▸ TASK INSTRUCTIONS: Write out, word for word, every line from the one where "bench — can you grab that for me?" occurs to the final line of the entries, and nothing beyond them.
[[ MATERIAL FOR THIS EXERCISE open ]]
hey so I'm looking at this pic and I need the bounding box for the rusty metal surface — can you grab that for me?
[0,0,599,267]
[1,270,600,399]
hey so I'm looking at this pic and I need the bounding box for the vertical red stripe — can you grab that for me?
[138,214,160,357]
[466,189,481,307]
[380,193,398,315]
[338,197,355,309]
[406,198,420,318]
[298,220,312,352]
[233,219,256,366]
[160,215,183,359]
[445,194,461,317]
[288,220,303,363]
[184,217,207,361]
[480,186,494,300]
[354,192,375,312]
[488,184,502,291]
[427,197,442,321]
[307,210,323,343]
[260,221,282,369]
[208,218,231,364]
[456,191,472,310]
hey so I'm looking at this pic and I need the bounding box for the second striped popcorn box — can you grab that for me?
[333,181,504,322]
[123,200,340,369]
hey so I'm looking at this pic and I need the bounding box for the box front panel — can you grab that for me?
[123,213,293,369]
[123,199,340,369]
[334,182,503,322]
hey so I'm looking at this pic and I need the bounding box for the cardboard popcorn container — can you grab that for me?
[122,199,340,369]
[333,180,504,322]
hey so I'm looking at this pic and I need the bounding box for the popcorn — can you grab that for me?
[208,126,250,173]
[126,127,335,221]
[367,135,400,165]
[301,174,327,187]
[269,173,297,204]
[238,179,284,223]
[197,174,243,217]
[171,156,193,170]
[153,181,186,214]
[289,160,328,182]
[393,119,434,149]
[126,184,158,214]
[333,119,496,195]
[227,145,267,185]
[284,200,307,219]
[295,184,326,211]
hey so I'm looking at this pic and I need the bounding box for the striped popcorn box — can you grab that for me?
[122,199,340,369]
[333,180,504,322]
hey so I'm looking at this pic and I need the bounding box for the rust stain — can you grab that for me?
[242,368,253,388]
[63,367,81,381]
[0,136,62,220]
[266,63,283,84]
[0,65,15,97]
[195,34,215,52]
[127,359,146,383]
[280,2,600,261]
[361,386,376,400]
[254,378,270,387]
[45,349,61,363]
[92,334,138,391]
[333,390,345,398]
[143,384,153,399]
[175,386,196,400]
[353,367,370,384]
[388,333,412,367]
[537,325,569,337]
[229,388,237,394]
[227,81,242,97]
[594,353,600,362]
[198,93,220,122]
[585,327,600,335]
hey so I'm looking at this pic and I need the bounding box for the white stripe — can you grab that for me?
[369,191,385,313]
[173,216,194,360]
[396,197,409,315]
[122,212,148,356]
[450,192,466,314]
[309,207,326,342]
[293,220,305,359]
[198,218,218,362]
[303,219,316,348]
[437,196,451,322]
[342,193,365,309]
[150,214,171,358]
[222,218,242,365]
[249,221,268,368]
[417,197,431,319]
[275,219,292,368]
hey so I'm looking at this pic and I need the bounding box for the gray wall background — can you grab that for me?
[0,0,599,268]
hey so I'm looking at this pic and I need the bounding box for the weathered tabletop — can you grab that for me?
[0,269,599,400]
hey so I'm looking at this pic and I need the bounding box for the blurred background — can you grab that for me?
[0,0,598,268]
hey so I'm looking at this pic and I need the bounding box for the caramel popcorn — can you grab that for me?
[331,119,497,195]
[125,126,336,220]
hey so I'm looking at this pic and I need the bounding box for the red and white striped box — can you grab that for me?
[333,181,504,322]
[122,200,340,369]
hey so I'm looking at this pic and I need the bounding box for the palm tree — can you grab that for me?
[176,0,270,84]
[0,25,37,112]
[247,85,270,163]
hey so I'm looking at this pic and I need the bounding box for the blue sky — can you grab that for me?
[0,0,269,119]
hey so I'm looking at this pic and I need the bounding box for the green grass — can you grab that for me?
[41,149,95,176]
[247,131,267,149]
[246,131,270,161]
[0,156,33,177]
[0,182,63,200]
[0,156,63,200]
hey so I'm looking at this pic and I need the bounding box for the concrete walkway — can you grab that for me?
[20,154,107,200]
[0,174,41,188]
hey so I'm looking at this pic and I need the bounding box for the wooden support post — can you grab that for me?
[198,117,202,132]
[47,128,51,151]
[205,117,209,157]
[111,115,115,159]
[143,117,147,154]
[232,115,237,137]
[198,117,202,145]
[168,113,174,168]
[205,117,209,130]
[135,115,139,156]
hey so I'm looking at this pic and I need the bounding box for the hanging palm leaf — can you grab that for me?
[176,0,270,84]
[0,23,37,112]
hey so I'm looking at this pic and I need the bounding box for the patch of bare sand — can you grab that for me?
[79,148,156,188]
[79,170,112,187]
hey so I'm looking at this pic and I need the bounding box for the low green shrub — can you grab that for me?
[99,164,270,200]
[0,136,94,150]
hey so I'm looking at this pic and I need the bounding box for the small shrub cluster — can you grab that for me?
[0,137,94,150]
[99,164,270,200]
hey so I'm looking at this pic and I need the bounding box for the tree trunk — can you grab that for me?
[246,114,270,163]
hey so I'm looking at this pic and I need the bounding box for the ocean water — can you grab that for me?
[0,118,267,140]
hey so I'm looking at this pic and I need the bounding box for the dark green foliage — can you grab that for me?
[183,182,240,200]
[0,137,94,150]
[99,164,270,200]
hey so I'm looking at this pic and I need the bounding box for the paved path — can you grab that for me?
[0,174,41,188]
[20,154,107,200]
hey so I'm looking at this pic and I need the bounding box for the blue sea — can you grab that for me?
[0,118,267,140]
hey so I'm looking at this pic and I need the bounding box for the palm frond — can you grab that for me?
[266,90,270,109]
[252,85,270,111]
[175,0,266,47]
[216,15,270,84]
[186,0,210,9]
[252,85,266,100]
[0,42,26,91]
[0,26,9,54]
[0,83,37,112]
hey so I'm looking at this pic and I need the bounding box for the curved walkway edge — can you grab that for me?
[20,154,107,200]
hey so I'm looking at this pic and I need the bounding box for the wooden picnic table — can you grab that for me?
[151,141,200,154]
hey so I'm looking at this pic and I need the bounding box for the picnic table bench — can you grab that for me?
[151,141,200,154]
[[ MATERIAL FOR THIS EXERCISE closed ]]
▸ RESPONSE BOX:
hey so I'm looking at this pic and I need the bounding box for the picnic table bench — can you grab that for me?
[151,141,200,154]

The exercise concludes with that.